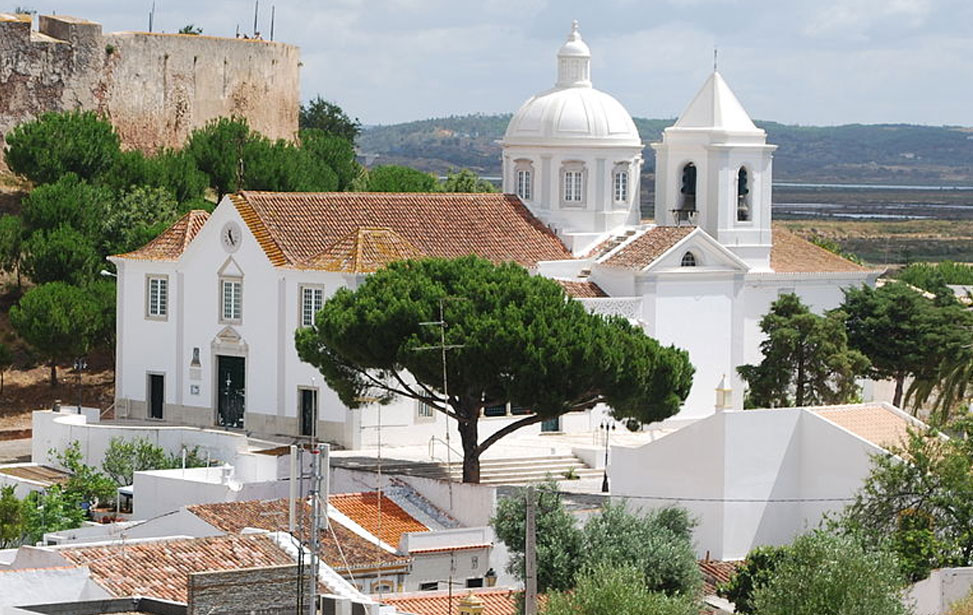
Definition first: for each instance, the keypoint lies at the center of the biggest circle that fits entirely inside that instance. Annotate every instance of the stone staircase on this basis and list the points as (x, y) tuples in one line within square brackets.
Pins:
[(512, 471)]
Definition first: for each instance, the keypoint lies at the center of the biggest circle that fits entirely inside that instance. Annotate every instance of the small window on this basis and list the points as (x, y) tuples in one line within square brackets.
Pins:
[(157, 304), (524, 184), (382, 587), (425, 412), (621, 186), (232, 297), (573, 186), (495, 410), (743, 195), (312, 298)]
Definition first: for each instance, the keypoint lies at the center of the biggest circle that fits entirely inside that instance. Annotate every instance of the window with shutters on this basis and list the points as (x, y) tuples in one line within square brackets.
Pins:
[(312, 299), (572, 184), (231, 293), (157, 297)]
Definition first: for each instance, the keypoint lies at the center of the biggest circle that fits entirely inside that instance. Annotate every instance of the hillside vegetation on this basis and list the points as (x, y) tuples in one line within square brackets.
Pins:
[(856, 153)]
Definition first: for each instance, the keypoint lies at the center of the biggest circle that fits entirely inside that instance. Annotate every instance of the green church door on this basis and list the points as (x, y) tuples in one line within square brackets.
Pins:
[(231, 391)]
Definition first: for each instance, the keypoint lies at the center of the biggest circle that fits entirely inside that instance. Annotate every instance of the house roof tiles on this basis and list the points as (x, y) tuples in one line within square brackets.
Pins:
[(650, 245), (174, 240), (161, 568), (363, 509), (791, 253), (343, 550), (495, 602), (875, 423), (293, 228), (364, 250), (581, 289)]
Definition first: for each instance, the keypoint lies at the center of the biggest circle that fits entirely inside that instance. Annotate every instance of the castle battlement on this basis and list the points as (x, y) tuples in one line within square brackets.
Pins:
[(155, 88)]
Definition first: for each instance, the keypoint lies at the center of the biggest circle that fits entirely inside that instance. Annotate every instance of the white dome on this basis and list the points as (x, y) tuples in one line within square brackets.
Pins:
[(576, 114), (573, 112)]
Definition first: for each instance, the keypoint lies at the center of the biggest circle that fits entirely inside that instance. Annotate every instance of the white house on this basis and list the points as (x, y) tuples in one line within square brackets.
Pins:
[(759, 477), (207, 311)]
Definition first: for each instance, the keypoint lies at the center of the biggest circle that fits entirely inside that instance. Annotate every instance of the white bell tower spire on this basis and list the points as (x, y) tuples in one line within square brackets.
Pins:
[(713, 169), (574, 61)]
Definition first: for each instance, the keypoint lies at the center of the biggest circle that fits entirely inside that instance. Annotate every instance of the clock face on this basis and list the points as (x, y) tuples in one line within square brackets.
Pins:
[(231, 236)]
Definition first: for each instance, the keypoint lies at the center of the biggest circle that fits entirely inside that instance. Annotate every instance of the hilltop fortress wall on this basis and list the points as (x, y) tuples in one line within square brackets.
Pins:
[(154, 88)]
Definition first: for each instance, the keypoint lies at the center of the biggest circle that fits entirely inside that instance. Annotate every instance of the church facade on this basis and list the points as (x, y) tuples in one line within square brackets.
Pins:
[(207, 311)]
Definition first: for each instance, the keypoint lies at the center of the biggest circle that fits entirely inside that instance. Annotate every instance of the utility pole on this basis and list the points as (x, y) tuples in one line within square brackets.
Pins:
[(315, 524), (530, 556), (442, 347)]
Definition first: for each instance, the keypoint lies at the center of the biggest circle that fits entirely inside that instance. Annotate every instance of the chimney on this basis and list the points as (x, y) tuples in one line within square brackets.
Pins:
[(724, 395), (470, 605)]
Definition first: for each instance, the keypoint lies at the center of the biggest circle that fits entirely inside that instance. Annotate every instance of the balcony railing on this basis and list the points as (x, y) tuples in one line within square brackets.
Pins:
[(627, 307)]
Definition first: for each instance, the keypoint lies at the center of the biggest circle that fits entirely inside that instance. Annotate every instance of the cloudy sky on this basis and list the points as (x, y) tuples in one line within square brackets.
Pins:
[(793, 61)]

○ ○ ○ ○

Reproduce every one of the records above word for word, leaving out the pictures.

Output for this task:
Definition first: for each instance, the keypoint lies at the center of the biggest circle that fits entirely inside that instance. Annotate every instance of the stone staircase on this basis and list the points as (x, y) tuples in one line within square brackets.
Pins:
[(512, 471)]
Definition first: for each instance, the keypoint lies at the center of the biggest circle that fits entirely inside that instance. Annotate every instance of the small window on this basis and list the points as (x, y) tuples in one line within square brackets.
Pins:
[(157, 304), (524, 184), (382, 587), (425, 412), (621, 186), (232, 297), (573, 186), (495, 410), (743, 195), (312, 298)]
Definition first: for each instance, the keypoint lies at the center of the biggest circle that fits entirely inside that instance. Annotate every instance of the window with shutters on this basis and list the points as (x, y) tuples in one line within square brackets.
Pins:
[(312, 299), (572, 184), (231, 293), (157, 297)]
Definition first: for each instance, the keypoint lies at the center of the biggest circle that fits entirely inside that instance. Annotate every instance of the hillside vegetation on this basis and list the points as (x, y) tuples in one line within square brackets.
Pins:
[(856, 153)]
Definition first: for each instance, the keypoint lies at the center of the biggest circle that fits entirely inside that instance. Annotate every instance of the green church door on this basis and list the points as (x, y) tuples in one line within square brackets.
Pins:
[(231, 391)]
Definition first: for each instance, the keypoint lies at the center of the biggest circle that fits entirely inside that instance. Annotate every instance of the house roof tiles on this basis and list the points as (x, y) tuples in one line within square brackets.
Pins:
[(650, 245), (174, 240), (161, 568), (363, 509), (791, 253), (343, 550), (495, 602), (875, 423), (293, 228), (364, 250), (581, 289)]
Definition first: for each instance, the keypoint lies at the center of the biggest circle that fits entirely inside that instance. Annotate every instance of the castle battlement on this basis and list the points as (x, y) tuples in one line within square brackets.
Pins:
[(155, 88)]
Definition first: for each instance, the keypoint lies at the center of the biggest circle that fits entirely inside that instance. Annotate every instance of the white dome on this basis and list the points as (x, y) tuples in one line within square brackets.
Pins:
[(576, 114), (573, 112)]
Definition first: for each instance, the keypoint lies at the center of the biggest circle that fits entirely inside that instance. Annotate every instance of the white house on this basis and list the points as (x, y) tuples in one line within square brackets.
Pins:
[(759, 477), (207, 311)]
Definition first: for each instance, the keypoint lies at the center of the biggest circle that fits entirely inside that instance. Annotate every instance of the white bell tower spire on this basis and list the points as (x, y) tuples in one line within square brackets.
Pins:
[(713, 169), (574, 61)]
Definition first: for each instance, the keypoint lies at the center of the biggest circle that fits entirely inside that instance. Annotate every instance of the clock face on this basis and list the points as (x, y) tuples in one line within square brackets.
Pins:
[(231, 236)]
Definition first: for each instance, the keypoint lies at the center of the biggest circle that fits entirely inside that instance. Annotate every instance of the hilltop fortress wall on this basis and list the points as (x, y) tuples in one line within square brackets.
Pins:
[(154, 88)]
Definition first: for each instance, the keypoint lies at the center of the biggest circle that fits entirely inside that instance. Annotate every instance of the church facade on this basis and list the points as (x, y) tuples in one line within square brackets.
Pins:
[(207, 311)]
Definition first: for each instance, the keypoint lies at the center of the biggest circle that fits entirely inside that instance. Annotate every instance of the utility pole on this basis and list the points as (x, y) tuples in one line within square brackets.
Pins:
[(315, 524), (530, 556), (442, 347)]
Definition first: for each instance, the keypoint lies at the center of the biggest circle that fits entirely inside that instance. Annotate every instance of the chimney on this basis and list the points as (x, y) tuples in one line within square brackets.
Pins:
[(724, 395), (470, 605)]
Definition first: for each instance, the keypoint lies at the center of the biggest circle that fits entirely inside that instance. Annotate every instance of the balcony railing on this basis and list the points as (x, y) tuples in one line within square brackets.
Pins:
[(627, 307)]
Definition first: for each instance, the keypoint lies at the center of the biggest circle that fits entirely inside that instance. Annotate every instance of the cloudy sky on this basis and list the points as (x, y) tuples in one line within square brackets.
Pins:
[(793, 61)]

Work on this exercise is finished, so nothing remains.